Wyzwania:
- A) Wypisz bez żadnych zmian fragment wątku z forum, od „[ Dodano: 2007-12-04, 17:45” aż po „Emma pisze:kupiłąś?”.
- B) Przenieś do odpowiedzi wszystkie rekordy, łącznie z zawartymi w nich poleceniami, i zwiększ o 138 każdą współrzędną w odpowiedziach. Obrazy pomiń.

Fragment:
►
Strona 246 z 542

: 04 gru 2007, 18:24
autor: edit53
eVe80, gratuluje !!!!!!!!!!co do jutrzejszej wizyty to czymam kciuki zeby dzidzia nie byla taka uparta jak moja i pokazala co ma miedzy nozkami :ico_haha_01: :ico_brawa_01:
ja jezdzilam dzis po marketach za mikolajem i narazie kupilam tylko mojej chrzesnicy lale a jeszcze zostal synek i chrzesnica krzyska ,zbankrutowac mozna przy tych cenach :ico_olaboga:

: 04 gru 2007, 18:35
autor: asika82
masz racje edit ceny są straszne! byle jaka zabawka kosztuje majątek a jak trzeba wiecej dzieci obdarować to sumka sie pokażna zbierze. Magda sz. mowi, ze u nich są o wiele tańsze zabawki a zarobki przeciez nieporównywalnie wyższe.

: 04 gru 2007, 18:37
autor: edit53
asika82, dokladnie a zwlaszcze te zabawki co reklamuja ,ceny koszmarne a w rzeczywistosci to badziewia jakich mało,nic szczegolnego :ico_puknij: dzis znalazlam lalke za.....280zł,bobas wielofunkcyjny zwarjowalam :ico_olaboga:

: 04 gru 2007, 18:44
autor: Emma
mój A. kupuje zabawki Emi w NL, sporo tańsze, pamiętacm jak kupił jej tam tygryska gadaco-skakajacego z Disneja za 5 euro u nas takie same były po 55 zł,albo chou chou na wyprzedazy ze 180 euro na 50.U nas to zdzierswto.

[ Dodano: 2007-12-04, 17:45 ]
edit53 pisze:dzis znalazlam lalke za.....280zł,bobas wielofunkcyjny zwarjowalam

kupiłąś?

[ Dodano: 2007-12-04, 17:47 ]
edit53 pisze:uparta jak moja i pokazala co ma miedzy nozkami


bo to pewnie wstydliwa dziewuszka :-D

: 04 gru 2007, 20:35
autor: edit53
Emma pisze:kupiłąś?
◄
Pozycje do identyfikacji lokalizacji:
►
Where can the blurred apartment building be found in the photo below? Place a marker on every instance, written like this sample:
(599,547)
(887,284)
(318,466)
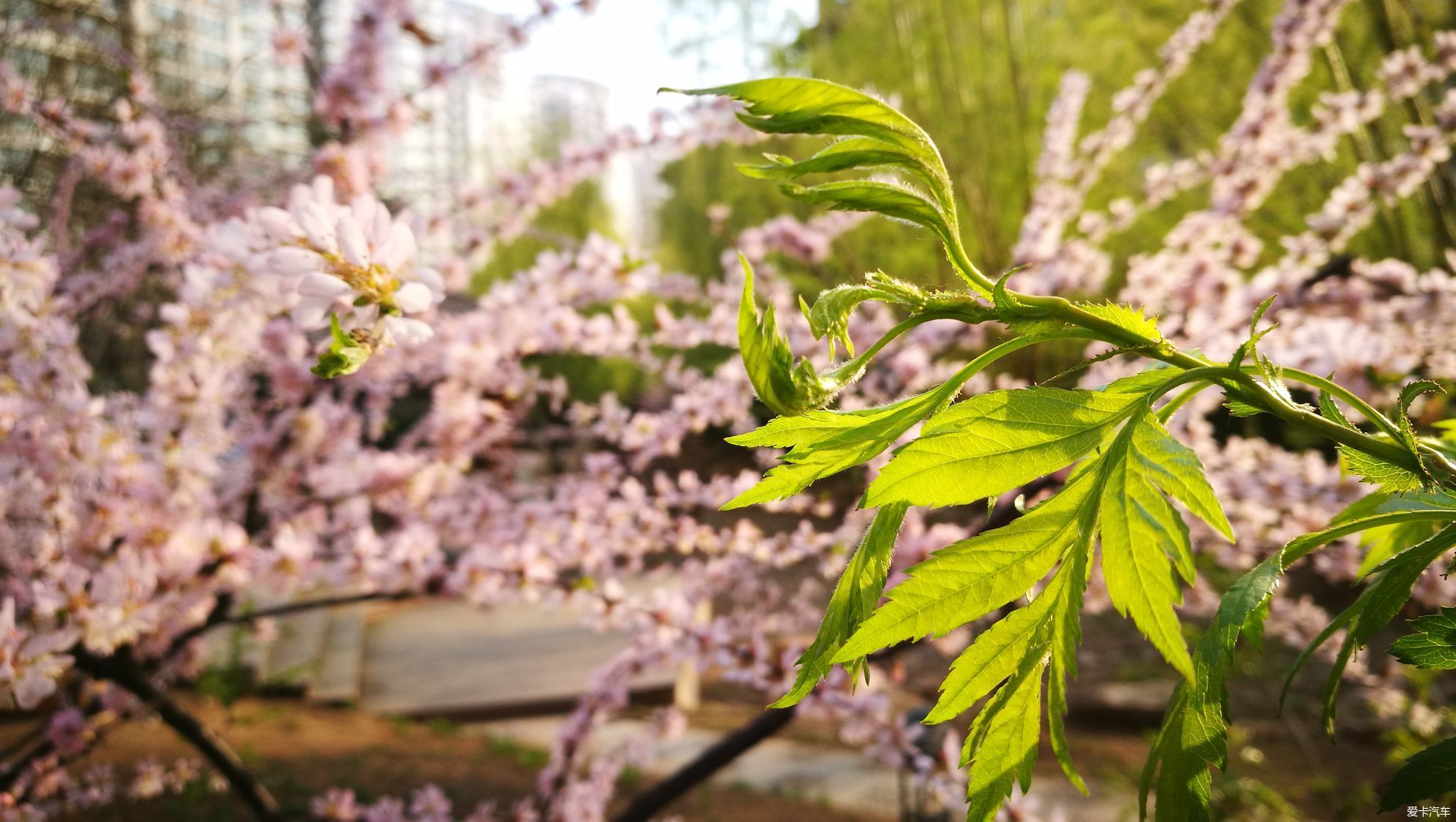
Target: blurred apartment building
(214,70)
◄
Wyniki kolejnych zadań:
- A)
[ Dodano: 2007-12-04, 17:45 ]
edit53 pisze:dzis znalazlam lalke za.....280zł,bobas wielofunkcyjny zwarjowalam

kupiłąś?

[ Dodano: 2007-12-04, 17:47 ]
edit53 pisze:uparta jak moja i pokazala co ma miedzy nozkami


bo to pewnie wstydliwa dziewuszka :-D

: 04 gru 2007, 20:35
autor: edit53
Emma pisze:kupiłąś?

- B)
Where can the blurred apartment building be found in the photo below? Place a marker on every instance, written like this sample:
(599,547)
(887,284)
(318,466)
Target: blurred apartment building
(352,208)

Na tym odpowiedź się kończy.